Instructions to follow: Please format the data below as a JSON list of strings, one string per line and no entries for blank lines. Leave the pictures out.

Dataset records:
──────────────────────────────
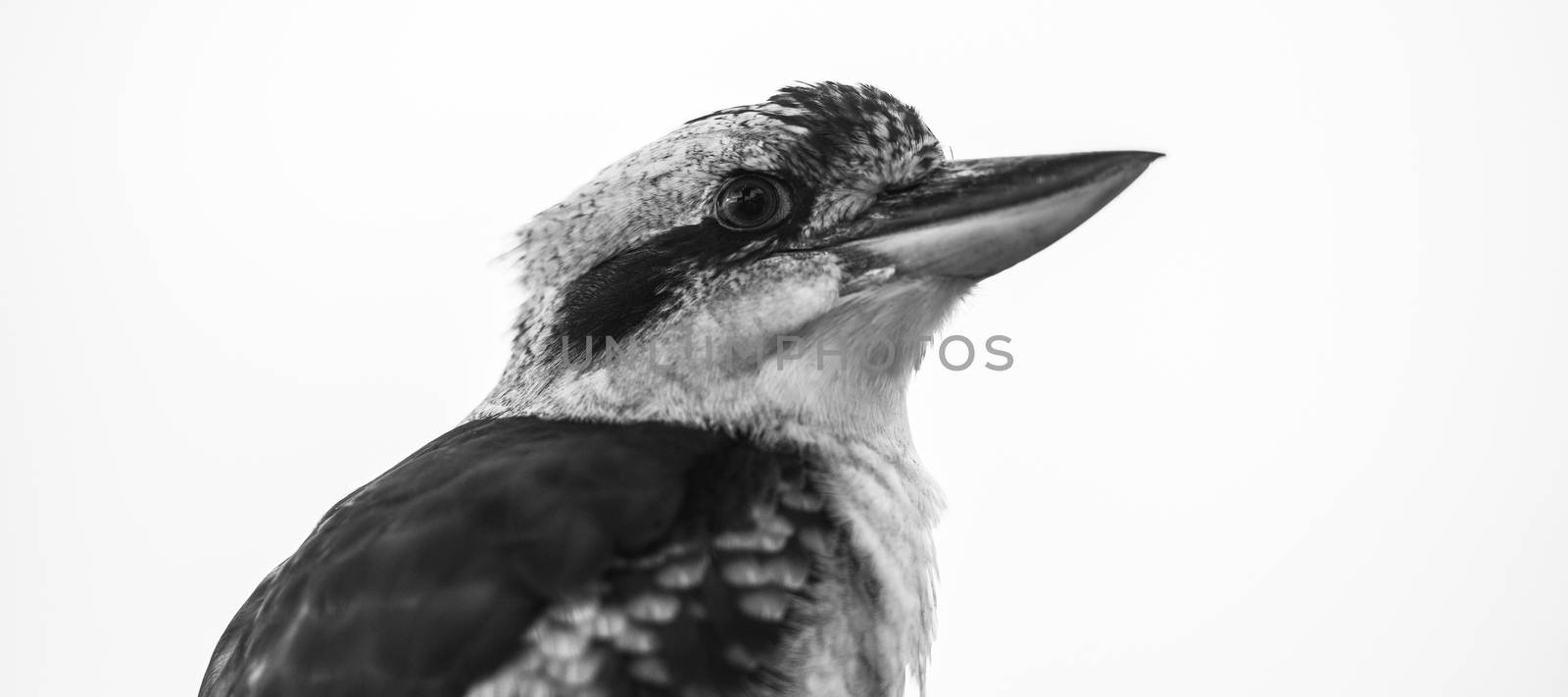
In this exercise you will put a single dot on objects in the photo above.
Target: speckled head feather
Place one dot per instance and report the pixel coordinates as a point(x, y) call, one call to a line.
point(635, 255)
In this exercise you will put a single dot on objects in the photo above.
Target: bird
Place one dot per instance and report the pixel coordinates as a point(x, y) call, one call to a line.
point(695, 476)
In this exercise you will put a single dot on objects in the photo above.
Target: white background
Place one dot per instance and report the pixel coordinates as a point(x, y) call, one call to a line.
point(1288, 418)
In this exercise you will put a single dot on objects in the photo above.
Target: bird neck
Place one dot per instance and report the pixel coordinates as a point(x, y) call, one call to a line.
point(852, 425)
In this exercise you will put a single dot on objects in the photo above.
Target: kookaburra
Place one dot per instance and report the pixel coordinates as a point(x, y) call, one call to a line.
point(695, 476)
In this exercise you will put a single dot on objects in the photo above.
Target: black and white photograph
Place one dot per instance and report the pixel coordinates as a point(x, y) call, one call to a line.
point(502, 349)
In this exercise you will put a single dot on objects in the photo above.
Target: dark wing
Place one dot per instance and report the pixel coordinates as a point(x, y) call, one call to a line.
point(527, 556)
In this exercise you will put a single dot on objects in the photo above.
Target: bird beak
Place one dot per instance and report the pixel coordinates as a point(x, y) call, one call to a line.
point(972, 219)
──────────────────────────────
Result:
[
  "In this exercise you will put a single dot on objects in the photo above.",
  "Target: speckled head feather",
  "Place one dot per instance and report the pixel coordinates as a point(x, y) call, one call to a line.",
  "point(635, 255)",
  "In this exercise you will put a single dot on objects in the photo above.",
  "Target: bird",
  "Place one dot per instance and report the pixel coordinates as a point(x, y) call, one call to a line.",
  "point(695, 476)",
  "In this exercise you will put a single dot on objects in the photo above.",
  "Target: white background",
  "Place one dot per instance and report the pixel coordinates as a point(x, y) call, one call to a line.",
  "point(1288, 418)",
  "In this exercise you will put a single dot on objects in the photo above.",
  "Target: bird neck",
  "Place one dot per instance and report the pixel coordinates as a point(x, y) call, one call to a line.",
  "point(852, 425)",
  "In this exercise you will put a single dot on objects in the photo above.",
  "Target: kookaburra",
  "Place one dot per instance and report the pixel coordinates as a point(x, y) call, one call to a line.",
  "point(695, 476)",
  "In this exercise you will put a single dot on objects in the photo above.",
  "Target: black and white photograph",
  "Place one dot per instance and report the pixel coordinates as a point(x, y) call, one call to a line.",
  "point(502, 349)",
  "In this exercise you will put a single dot on objects in the photo above.",
  "Target: dark wing",
  "Place one dot per instance and report the pixel coordinates as a point(x, y) call, one call to a line.",
  "point(527, 556)",
  "In this exercise you will put a single dot on objects in the photo above.",
  "Target: bird beak",
  "Place one dot per instance and report the pixel coordinates as a point(x, y) call, one call to a line.",
  "point(972, 219)"
]